• Problem 1:
Copy the passage on normal stress under tilted blocks, starting with "In consideration of" and going on through "by using Eq. (7).".
• Problem 2:
In the passage on normal stress under tilted blocks, what is done with the negative values of q_min in this study?
• Problem 3:
Continue the passage on normal stress under tilted blocks from its last sentence.

• Selected extract:
──────
In consideration of the variation in the effective areas (a _e), the vertical stresses q _max and q _min can be estimated by Eq. (6). In this range, the values of q _min are negative when the eccentricities (e) are over a/4 (ellipse), which means that tensions are developed outside of the contact region (x). However, the negative values are ignored in this study as there is no tension between the block and the plane. The normal stress distributions at the base of blocks for the angles of inclination are simply calculated by using Eq. (7).

$$x = 2a - 2e'$$

(5)

$$q_{\hbox{max} } , q_{\hbox{min} } = \frac{Q}{{a_{e} }} \cdot \left( {1 \pm \frac{{4e^{\prime}}}{a}} \right)\quad ({\text{ellipse}})$$

(6)

$$q_{n\_\hbox{max} } , q_{n\_\hbox{min} } = q_{\hbox{max} } , q_{\hbox{min} } \cdot \cos \beta$$

(7)

where x is the effective width of the base and e′ is the eccentricity of the tilted block; β is the tilting angle. The examples of normal stress distributions at the bases of blocks as tilting table inclined are demonstrated in Fig. 2c, d. As discussed above, the assumptions for the normal stress estimation in tilting conditions are established based on the influence of eccentric loading in accordance with the block shapes. In this study, the influence of the block shape on the normal stress is characterized by the locations of the centre of mass for the cross-sectional geometry of the blocks.
──────
• Material shown:

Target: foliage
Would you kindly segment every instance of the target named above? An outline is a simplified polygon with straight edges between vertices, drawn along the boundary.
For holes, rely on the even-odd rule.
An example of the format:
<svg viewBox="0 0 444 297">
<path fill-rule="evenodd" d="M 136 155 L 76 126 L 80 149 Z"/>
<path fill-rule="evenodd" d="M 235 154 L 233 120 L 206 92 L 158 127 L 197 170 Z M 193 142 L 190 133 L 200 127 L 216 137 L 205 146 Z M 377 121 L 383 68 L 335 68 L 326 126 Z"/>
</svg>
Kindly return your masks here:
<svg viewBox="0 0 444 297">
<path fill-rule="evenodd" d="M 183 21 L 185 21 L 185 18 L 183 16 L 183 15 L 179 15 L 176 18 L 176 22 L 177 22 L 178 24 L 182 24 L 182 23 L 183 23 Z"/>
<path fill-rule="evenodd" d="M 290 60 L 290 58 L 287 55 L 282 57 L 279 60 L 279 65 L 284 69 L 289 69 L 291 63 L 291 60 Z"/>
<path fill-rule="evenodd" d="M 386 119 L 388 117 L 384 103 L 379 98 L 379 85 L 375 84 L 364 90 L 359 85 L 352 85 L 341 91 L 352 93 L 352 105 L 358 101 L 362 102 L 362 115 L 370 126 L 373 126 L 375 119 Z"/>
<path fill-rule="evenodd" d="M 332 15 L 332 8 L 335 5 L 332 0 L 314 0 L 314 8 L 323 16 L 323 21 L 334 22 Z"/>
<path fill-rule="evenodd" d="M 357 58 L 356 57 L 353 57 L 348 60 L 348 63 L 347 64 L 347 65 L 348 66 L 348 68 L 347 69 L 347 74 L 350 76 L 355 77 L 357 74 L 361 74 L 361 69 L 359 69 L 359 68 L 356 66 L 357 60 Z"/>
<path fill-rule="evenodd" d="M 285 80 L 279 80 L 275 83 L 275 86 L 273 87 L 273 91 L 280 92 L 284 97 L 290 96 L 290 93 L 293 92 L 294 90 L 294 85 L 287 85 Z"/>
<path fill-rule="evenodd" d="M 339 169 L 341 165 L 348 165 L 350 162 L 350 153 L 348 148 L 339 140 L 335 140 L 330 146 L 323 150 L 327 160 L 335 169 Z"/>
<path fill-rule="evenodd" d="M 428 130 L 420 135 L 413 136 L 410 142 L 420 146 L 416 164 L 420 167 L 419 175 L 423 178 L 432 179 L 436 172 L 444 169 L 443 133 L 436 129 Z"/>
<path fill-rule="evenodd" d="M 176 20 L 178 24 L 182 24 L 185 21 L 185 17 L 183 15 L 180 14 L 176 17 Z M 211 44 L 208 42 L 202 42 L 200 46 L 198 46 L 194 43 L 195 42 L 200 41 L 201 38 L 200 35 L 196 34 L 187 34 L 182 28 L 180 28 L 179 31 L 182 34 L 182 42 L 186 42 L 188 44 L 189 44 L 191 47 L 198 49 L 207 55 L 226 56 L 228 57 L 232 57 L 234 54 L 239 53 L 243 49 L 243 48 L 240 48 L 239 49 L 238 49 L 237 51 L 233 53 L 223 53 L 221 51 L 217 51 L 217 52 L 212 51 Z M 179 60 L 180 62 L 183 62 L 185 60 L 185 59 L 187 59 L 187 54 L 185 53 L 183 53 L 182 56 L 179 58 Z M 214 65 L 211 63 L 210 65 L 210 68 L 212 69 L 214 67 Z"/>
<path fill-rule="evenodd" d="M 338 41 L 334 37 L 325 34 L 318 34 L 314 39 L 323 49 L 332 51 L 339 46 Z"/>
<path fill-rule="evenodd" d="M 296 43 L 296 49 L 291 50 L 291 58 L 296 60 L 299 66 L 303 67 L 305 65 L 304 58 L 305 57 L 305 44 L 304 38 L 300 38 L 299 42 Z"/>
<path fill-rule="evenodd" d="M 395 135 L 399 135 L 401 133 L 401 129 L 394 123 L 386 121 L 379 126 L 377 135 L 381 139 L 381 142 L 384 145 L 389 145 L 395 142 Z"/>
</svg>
──────
• Result 1:
In consideration of the variation in the effective areas (a _e), the vertical stresses q _max and q _min can be estimated by Eq. (6). In this range, the values of q _min are negative when the eccentricities (e) are over a/4 (ellipse), which means that tensions are developed outside of the contact region (x). However, the negative values are ignored in this study as there is no tension between the block and the plane. The normal stress distributions at the base of blocks for the angles of inclination are simply calculated by using Eq. (7).

• Result 2:
They are ignored because there is no tension between the block and the plane.

• Result 3:
2.2.2 Numerical Analysis

In order to understand the differences in stress distributions, a numerical analysis was carried out using FLAC ver. 7.0 (Itasca 2011). The analysis focused on the simulation of the shapes of the stress distribution in the base of blocks when the blocks are located on the base. The geometries of the numerical models were created using the coordinates obtained from a rectangular model (α = 90°, h _p = 50 mm) and a parallelogram model (α = 30°, h _p = 50 mm) at a 40° angle of inclination. It should be noted that there are limitations in the ability of numerical models to simulate a stress distribution under a block using a finite element method. Firstly, the blocks are modelled as a part of the base with an elastic condition using a stiff modulus (1 × 10⁸ kPa). Second, to obtain the overall stress distributions at the stage when the blocks are loaded on the base plane, the models are run for 100 cycles after the loading. Observation of the stress distribution at this stage confirmed the validity of this modelling. Figure 3 presents the geometries of the blocks and the y-stress contours in the base area.

Fig. 3

y-stress contours at the base of the blocks, which were obtained using FEM analysis (FLAC ver. 7.0); rectangular (a), trapezoid (b), and parallelogram (c)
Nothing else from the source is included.